* _Problem statement_
Every entry below should be repeated exactly; the pictures should not.

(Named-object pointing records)
+-------+

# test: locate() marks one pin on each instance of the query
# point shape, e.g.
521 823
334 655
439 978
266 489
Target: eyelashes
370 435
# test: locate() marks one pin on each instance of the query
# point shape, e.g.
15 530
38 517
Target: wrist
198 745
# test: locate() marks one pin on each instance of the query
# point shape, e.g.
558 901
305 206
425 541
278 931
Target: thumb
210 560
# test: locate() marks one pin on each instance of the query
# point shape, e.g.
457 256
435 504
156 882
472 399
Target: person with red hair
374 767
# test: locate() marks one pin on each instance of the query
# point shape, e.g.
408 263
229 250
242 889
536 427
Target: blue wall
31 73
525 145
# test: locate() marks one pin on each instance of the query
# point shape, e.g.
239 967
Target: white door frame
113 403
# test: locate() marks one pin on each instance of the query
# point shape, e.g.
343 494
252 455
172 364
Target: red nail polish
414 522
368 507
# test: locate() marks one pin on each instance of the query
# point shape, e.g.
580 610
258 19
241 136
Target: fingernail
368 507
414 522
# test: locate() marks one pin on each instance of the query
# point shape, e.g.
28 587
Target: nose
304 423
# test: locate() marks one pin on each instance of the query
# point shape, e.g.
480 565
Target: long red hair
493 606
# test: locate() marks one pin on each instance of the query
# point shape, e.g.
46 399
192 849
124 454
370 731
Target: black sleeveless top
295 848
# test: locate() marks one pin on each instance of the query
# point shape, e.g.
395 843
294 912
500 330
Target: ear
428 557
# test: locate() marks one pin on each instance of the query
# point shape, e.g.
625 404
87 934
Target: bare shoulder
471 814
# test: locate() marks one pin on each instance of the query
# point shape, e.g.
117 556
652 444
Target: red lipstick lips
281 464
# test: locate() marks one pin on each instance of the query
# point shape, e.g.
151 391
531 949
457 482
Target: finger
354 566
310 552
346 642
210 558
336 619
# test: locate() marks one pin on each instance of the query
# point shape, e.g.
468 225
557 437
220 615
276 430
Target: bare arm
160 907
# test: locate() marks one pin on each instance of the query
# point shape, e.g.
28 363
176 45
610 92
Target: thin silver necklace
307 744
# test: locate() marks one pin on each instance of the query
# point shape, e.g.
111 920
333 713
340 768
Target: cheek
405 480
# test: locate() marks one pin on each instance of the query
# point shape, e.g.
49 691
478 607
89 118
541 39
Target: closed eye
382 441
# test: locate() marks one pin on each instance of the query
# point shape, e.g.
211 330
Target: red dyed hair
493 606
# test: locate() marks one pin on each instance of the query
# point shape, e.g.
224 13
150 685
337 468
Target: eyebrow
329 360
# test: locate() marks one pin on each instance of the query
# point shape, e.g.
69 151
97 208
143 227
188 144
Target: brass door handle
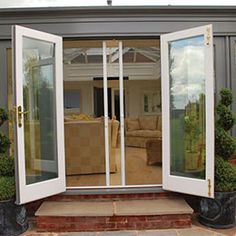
20 114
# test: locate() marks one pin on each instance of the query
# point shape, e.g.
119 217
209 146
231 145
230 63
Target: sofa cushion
132 124
144 133
148 123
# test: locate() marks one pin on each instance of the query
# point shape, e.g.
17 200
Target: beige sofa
139 130
85 147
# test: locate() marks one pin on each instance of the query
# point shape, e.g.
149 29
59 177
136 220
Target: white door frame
26 193
200 187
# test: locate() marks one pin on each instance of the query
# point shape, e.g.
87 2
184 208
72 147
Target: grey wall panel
3 77
220 63
111 22
115 29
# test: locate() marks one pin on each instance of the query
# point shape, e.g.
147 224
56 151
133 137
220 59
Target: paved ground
196 230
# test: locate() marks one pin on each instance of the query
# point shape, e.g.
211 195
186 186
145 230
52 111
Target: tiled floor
196 230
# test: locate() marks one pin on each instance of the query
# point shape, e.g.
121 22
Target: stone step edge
114 208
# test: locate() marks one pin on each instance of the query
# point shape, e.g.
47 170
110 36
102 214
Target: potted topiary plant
220 211
12 217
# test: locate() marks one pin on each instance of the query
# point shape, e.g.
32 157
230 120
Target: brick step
71 216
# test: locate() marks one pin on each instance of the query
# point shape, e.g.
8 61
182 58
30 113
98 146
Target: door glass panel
187 107
142 89
113 89
39 104
84 114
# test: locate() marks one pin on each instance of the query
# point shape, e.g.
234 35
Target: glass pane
142 98
113 97
39 101
187 107
84 114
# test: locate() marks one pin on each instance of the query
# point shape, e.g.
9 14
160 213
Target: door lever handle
20 114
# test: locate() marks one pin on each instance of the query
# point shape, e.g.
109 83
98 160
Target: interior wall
86 91
134 91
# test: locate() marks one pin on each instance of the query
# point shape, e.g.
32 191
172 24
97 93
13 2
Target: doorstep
75 216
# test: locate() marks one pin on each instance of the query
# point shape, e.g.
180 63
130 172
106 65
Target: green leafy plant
7 179
225 144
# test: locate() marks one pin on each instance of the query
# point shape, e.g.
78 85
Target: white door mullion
107 156
122 134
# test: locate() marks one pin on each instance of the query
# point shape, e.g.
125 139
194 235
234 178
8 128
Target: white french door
188 111
38 91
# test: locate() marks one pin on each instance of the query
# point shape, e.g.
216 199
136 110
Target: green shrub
7 187
225 144
6 165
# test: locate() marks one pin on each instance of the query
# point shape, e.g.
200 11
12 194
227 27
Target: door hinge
209 188
208 36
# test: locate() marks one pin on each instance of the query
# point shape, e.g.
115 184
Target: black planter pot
13 219
218 212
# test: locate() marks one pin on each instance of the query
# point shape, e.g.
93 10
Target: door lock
20 114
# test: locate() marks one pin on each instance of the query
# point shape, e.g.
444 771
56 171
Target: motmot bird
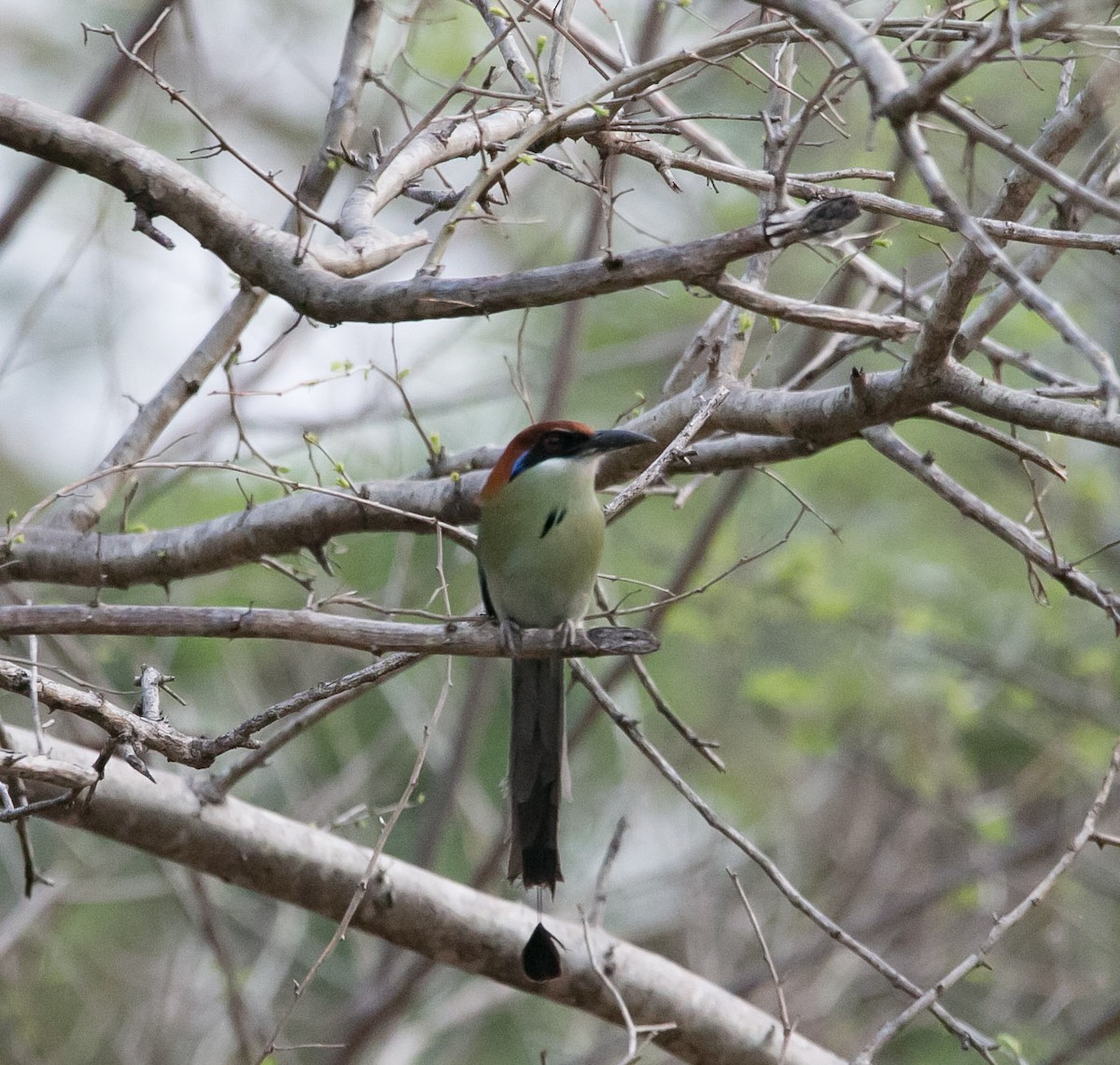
540 540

+-------+

* _Task output_
# test: locate() marks one pin on each instance of the query
# point shape, e.g.
521 823
334 655
439 978
266 489
Target: eyelashes
370 435
# test: locate() marks one pin on each instance of the query
# point shape, e.g.
15 530
38 517
Target: wrist
198 745
# test: locate() marks one pin on each instance of the query
# point shape, e.g.
558 901
305 206
425 541
278 931
Target: thumb
210 560
# test: locate() marks one pin on each instance of the query
# point shape, e.g.
457 256
435 504
156 882
472 399
Target: person with red hair
374 767
# test: locate() marks one pin on each instance of the query
# point shape, e.g.
408 263
229 250
242 889
536 427
Target: blue wall
31 73
525 145
# test: locate() marks one pin on each instance of the query
# point shape, e.g.
239 967
Target: white door frame
113 403
# test: locate() marks one pin on each instance of the query
# point shape, e.g.
343 494
252 455
172 364
Target: red nail polish
414 522
368 507
# test: locate() marks one pin on each instance of the query
# point shape, e.g.
580 610
258 19
241 136
Target: fingernail
368 507
414 522
# test: locate() marks one pin on each instance of the query
# point shape, e.g.
28 587
Target: nose
304 423
# test: locate() marks one pin on each instance of the query
# point shape, e.g.
480 565
Target: long red hair
493 606
# test: locate() marks one pin on each instance of the query
# point shape, e.g.
46 399
192 849
124 454
370 731
Target: black sleeveless top
295 848
# test: locate() marks one pin on each instance of the query
# point shape, e.g.
395 843
294 912
500 330
Target: ear
428 557
# test: locate() marks one pin on each instance of the query
# point shape, e.g.
625 404
87 934
Target: bare shoulder
471 814
# test: locate() marks one pin on each instance of the query
# point shape, e.g.
117 556
652 444
Target: red lipstick lips
281 464
# test: locate() marks one pin on each instance of the query
# point shape, e.g.
151 391
531 949
457 482
Target: finger
354 566
310 552
346 642
210 558
336 619
# test: locate() marks one pin on each instance of the query
# point shape, e.g.
468 225
557 437
220 615
276 430
Target: bare arm
160 907
# test: locate() marks one pin on each instance of the query
# point shape, e.g.
28 363
176 45
610 92
Target: thin silver necklace
307 744
# test: locate() marks one pin on each instance of the query
# point shape, e.g.
111 920
333 713
340 768
Target: cheek
405 480
# test: locate() marks one pin on each instance of the query
# point shape, e.g.
49 691
478 607
89 118
541 39
Target: closed eye
382 441
# test: locate() marks one pin on each instance of the query
# point shape, e.g.
211 330
Target: red dyed hair
493 606
# test: locate() marks one pin on each instance of the query
# point shape, e.g.
224 13
150 685
337 468
Target: eyebrow
329 360
# test: locate() marks one pin on each instance of the query
# point shape, e.g.
69 151
97 208
143 227
188 144
Target: brass door handle
20 114
# test: locate() marks one pin on each instance of the query
# point shape, e.g.
119 217
209 146
231 145
230 63
Target: sofa cushion
132 124
144 133
148 123
# test: locate() marks one pin on each instance of the query
# point shape, e.g.
17 200
Target: beige sofa
139 130
85 147
# test: locate() marks one pin on each instance of the query
# point shape, e.g.
149 29
59 177
136 220
Target: white door frame
26 193
200 187
# test: locate() marks one pin on each instance of the query
# point shape, e.g.
87 2
184 208
72 147
Target: grey wall panel
3 77
220 63
111 22
115 29
# test: locate() marks one pin on each instance of the query
# point shape, e.g.
147 224
56 151
133 137
220 59
Target: paved ground
196 230
# test: locate() marks one pin on each instance of the query
# point shape, e.g.
211 195
186 186
145 230
52 111
Target: tiled floor
196 230
# test: locate() marks one pin on each instance of the query
# point shape, e.g.
121 22
Target: stone step edge
114 208
# test: locate() marks one pin on each instance of the query
# point shape, e.g.
47 170
110 36
102 214
Target: potted topiary plant
220 211
12 217
# test: locate() marks one pin on each instance of the query
# point shape, e.g.
32 157
230 120
Target: brick step
71 216
# test: locate() marks one pin on each instance of the query
# point shape, e.g.
8 61
182 58
30 113
98 146
Target: door glass panel
187 107
142 89
113 89
39 104
84 114
# test: locate() marks one pin on each instance of the query
# point shape, e.g.
234 35
Target: glass pane
142 98
113 97
39 101
187 107
84 114
# test: locate() marks one pin on each instance of the query
# point shape, e.g.
9 14
160 213
Target: door lever handle
20 114
# test: locate() marks one pin on each instance of the query
# point shape, e.g.
109 83
98 160
Target: interior wall
86 91
134 91
# test: locate() marks one pin on each instance of the query
# point shape, e.g.
32 191
172 24
97 93
13 2
Target: doorstep
75 216
# test: locate() marks one pin on each instance of the query
# point shape, e.g.
180 63
130 172
106 65
Target: green leafy plant
7 179
225 144
# test: locate() marks one pin on each instance of the query
# point shape, e.g.
78 85
Target: white door mullion
107 156
122 134
# test: locate() marks one pin on each instance of the query
# point shape, e.g.
125 139
194 235
234 178
8 128
Target: white french door
188 111
38 91
# test: locate() marks one pin on each instance of the query
# point shape, e.g.
216 199
136 110
Target: green shrub
7 187
225 144
6 165
# test: locate() marks one pin on each instance of the query
# point shape, e.g.
200 11
12 194
227 27
Target: door hinge
209 188
208 36
# test: locate() marks one pin on each instance of the query
# point shape, e.g.
115 184
Target: black planter pot
13 219
218 212
# test: locate() marks one pin on each instance of the query
# point shape, e.g.
93 10
Target: door lock
20 114
# test: locate() marks one pin on each instance of the query
# point shape, e.g.
444 771
56 171
Target: motmot bird
540 540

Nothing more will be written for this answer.